GIVEN PROBLEM
From the material below, report each line that contains the string "above", copying every such line in full.

INPUT DATA

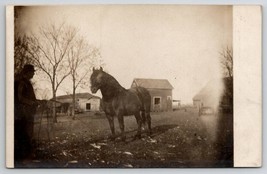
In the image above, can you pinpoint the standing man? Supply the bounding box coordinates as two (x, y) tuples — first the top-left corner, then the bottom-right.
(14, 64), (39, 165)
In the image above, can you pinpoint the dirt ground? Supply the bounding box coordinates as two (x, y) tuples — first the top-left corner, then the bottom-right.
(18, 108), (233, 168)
--
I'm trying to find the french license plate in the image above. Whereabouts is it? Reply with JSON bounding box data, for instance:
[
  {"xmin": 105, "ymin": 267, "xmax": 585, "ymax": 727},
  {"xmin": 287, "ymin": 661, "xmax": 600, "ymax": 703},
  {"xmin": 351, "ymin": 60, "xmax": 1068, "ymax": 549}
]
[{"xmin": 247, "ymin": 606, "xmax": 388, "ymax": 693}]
---
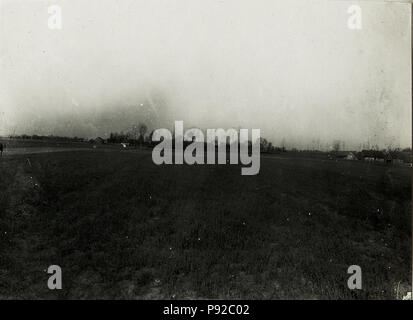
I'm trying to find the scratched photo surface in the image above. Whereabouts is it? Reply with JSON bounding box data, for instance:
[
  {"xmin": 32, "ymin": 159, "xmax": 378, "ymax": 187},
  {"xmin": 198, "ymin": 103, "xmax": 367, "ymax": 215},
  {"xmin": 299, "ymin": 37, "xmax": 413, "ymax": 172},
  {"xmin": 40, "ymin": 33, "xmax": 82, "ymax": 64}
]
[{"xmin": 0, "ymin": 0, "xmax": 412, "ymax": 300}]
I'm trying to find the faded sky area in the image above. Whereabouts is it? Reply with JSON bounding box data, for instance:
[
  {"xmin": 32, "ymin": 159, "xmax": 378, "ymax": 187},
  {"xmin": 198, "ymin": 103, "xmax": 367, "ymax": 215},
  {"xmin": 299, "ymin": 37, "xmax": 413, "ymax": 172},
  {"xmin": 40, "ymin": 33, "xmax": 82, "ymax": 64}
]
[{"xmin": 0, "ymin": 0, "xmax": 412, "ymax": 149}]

FULL RESPONSE
In the image above, can you pinpoint the standing man? Supply the bounding box coordinates as two (x, y) tuples — first the top-left corner, then the bottom-right.
In the image above, can you pinpoint the dirt ground? Supply the bounding box coordinates as two (x, y) tuples — first the top-left corner, then the bottom-right.
I'm trying to find the french license plate in the image above. Whereabouts is it? Reply with JSON bounding box data, for instance:
I'm trying to find the scratched photo surface in the image above. Whereabouts is it? Reply with JSON bounding box data, for instance:
I'm trying to find the faded sky area in the image above. Whereabouts is it? Reply with JSON bounding box data, for instance:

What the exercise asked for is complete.